Task requirements:
**a)** In the Stattleship hockey analytics tutorial below, what do you need in order to use the API?
**b)** List every section heading in the outline of the Stattleship hockey analytics tutorial below.
**c)** Pick up the Stattleship hockey analytics tutorial below where it stops and write the next part.

──────── Passage provided ────────

# Hockey Analytics with the Stattleship API

__@BrockTibert__    

__Feburary 2016__

<hr/>

# Outline

-  Introduction and Setup
-  Getting Started with `R`
-  Exploring the API
-  Game logs
-  The Stats endpoint
-  Scoring patterns of tonight's matchup  
-  Clustering Allstar Skaters  
-  Scoring Networks


<hr/>

# Setup

Before we get started a few helpful resources:


### _Get your API_

To use the API, you need a token.  Get yours at [www.stattleship.com](https://stattleship.com/)


### _Explore what is possible_

1.  Take a look at [the playbook](http://playbook.stattleship.com/)

2.  You can also look at other code samples at http://developers.stattleship.com/#introduction

### _Github Development_

Check out the Github repo at https://github.com/stattleship

### API Access

It's a `REST` API, so getting data is fairly straightforward for most programming languages and the command line and `curl`.  But to make it easier, we have been working on a few wrappers in common languages.

──────── Data excerpts ────────

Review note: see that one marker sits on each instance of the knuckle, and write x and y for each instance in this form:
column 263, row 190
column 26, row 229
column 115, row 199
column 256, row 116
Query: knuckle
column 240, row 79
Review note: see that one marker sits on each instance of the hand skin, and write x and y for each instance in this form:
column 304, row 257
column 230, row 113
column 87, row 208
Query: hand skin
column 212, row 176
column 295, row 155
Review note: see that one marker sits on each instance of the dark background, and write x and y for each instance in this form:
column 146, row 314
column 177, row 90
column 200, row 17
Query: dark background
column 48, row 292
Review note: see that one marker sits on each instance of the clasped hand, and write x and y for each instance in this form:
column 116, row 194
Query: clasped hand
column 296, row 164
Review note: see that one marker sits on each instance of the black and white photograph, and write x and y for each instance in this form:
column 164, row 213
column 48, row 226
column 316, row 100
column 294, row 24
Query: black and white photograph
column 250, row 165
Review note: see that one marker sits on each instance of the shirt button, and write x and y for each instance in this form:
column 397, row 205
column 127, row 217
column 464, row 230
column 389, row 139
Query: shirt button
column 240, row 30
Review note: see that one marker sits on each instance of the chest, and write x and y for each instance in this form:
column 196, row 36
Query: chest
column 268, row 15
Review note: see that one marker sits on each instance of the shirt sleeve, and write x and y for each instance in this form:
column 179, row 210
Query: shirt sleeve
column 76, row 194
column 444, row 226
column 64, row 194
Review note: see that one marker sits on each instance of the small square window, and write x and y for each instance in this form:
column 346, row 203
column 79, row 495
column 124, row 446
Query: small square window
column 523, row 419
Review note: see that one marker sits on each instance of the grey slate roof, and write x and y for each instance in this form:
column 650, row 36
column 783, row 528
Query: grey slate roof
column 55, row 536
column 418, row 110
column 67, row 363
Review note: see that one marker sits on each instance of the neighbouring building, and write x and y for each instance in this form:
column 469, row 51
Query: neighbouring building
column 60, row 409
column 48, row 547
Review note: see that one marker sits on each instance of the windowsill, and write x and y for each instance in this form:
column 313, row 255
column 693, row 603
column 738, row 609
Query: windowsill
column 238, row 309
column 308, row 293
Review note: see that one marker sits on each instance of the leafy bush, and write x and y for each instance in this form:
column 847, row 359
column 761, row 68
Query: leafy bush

────────

Exercise responses:
**a)** You need a token, which you can get at www.stattleship.com.

**b)**
- Introduction and Setup
- Getting Started with `R`
- Exploring the API
- Game logs
- The Stats endpoint
- Scoring patterns of tonight's matchup
- Clustering Allstar Skaters
- Scoring Networks

**c)**
-  [Ruby](https://github.com/stattleship/stattleship-ruby)  
-  [R](https://github.com/stattleship/stattleship-r)  
-  [Python](https://github.com/stattleship/stattleship-python)  


<hr/>

# Getting Started with R

Some requirements:

1.  `R`, which can be downloaded at https://cran.r-project.org/
2.  You need your API token, which you can get as described above.  

I am using a jupyter notebook for this talk, but most of the time you would probably want to use __Rstudio__ as your IDE.  I highly recommend downloading it at https://www.rstudio.com/.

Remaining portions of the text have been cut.